■ **WHAT YOU ARE ASKED TO DO**: From top to bottom, each entry below must be reproduced exactly.

■ **INPUT**:
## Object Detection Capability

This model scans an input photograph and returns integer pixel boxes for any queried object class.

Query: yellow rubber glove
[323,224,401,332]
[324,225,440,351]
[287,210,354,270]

■ **REPLY TO THE EXERCISE**:
## Object Detection Capability

This model scans an input photograph and returns integer pixel boxes for any queried object class.

Query: yellow rubber glove
[323,224,401,332]
[324,225,440,351]
[287,210,354,270]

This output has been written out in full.